**Directives**
1. In the passage on Benford's law, do these statements agree with the text? (a) The Wikipedia data came from a May 2011 version stored as a 31 GB XML file. (b) The author excluded all four-digit numbers. (c) The correct odds for the bet are about 3.9:1. Answer each with yes or no and quote the deciding words.
2. According to the passage on Benford's law, how many articles does the Wikipedia version include?
3. Print the part of the passage on Benford's law that starts at "As you can see, the" and ends at "wins. That’s absurd.".

**Text shown**
I did my best to effectively solve the date problem in the laziest way possible: I excluded two-digit numbers and four-digit numbers without commas, under the assumption that years are almost never written with a comma. That’s obviously a bit of a blunt instrument, but it’s good enough for my purposes. The data comes from a May 2011 version of Wikipedia that I happened to have on my hard drive, a 31 GB XML file. It includes 11,120,945 articles, although the definition of “article” used to get that number probably isn’t a very good one. You can download all of Wikipedia here.[/slider]

As you can see, the numbers get progressively less popular as they get bigger, and the effect is really really big. If we use Wikipedia as our random number generator, the correct odds for our bet in which we take numbers beginning with one and our sucker takes numbers that begin with either eight or nine are about 3.9:1. If you risk $200 to his $100, your edge on one bet is about $15.55 if numbers beginning with other digits end the bet or about $38.95 if you keep choosing numbers until someone wins. That’s absurd.

For completeness, here’s the same data with dates included:

Not surprisingly, Wikipedia has a lot of dates that start with a one or a two.

A First Explanation

So, what’s going on here? Let’s start with a concrete example: Consider the height of all the various man-made buildings in the world in stories. These numbers are certainly not uniformly distributed–There are obviously way more buildings that are between, say, one and ten stories high than there are buildings between eleven and twenty stories high. In fact, they’re probably closer to logarithmically distributed. (Excuse my abuse of vocabulary, fellow nerds.) In other words, there are probably about as many buildings between one and two stories high as there are buildings between two and four stories, and likewise between four and eight, eight and sixteen, etc. This rather intuitive concept is quite universal–There are about as many businesses that earn between $1 million and $2 million per year as there are businesses that earn between $2 million and $4 million; there are about as many hills/mountains between 200 and 800 feet high as there are hills/mountains between 800 and 3200 feet high; there are about as many savings accounts with between $1,000 and $10,000 in them as there are savings accounts with between $10,000 and $100,000, etc.

This type of distribution gives rise to Benford’s law. Indeed, if there are as many one-story buildings as there are two-to-four-story buildings AND as many ten-to-twenty-story buildings as there are twenty-to-forty-story buildings, then obviously if you write down the number of stories in a random building, the number is more likely to start with a one than a two, more likely to start with a two than a three, etc. And, this type of data is pretty damn common.

[Rows from a segmentation dataset]

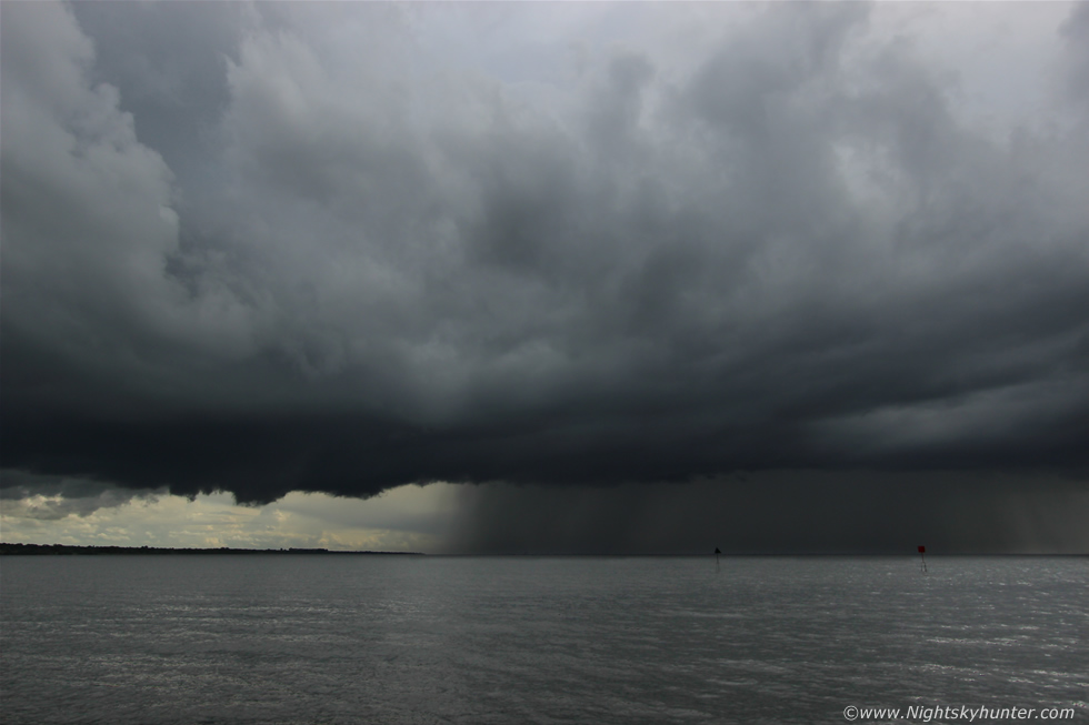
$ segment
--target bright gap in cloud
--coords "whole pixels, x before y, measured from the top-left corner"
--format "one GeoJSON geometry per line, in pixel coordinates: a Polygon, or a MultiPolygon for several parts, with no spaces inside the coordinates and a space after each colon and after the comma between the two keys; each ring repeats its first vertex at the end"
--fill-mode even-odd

**Complete answers**
1.
(a) Yes: "The data comes from a May 2011 version of Wikipedia that I happened to have on my hard drive, a 31 GB XML file."
(b) No: "I excluded two-digit numbers and four-digit numbers without commas"
(c) Yes: "the correct odds for our bet in which we take numbers beginning with one and our sucker takes numbers that begin with either eight or nine are about 3.9:1."

2. It includes 11,120,945 articles.

3.
As you can see, the numbers get progressively less popular as they get bigger, and the effect is really really big. If we use Wikipedia as our random number generator, the correct odds for our bet in which we take numbers beginning with one and our sucker takes numbers that begin with either eight or nine are about 3.9:1. If you risk $200 to his $100, your edge on one bet is about $15.55 if numbers beginning with other digits end the bet or about $38.95 if you keep choosing numbers until someone wins. That’s absurd.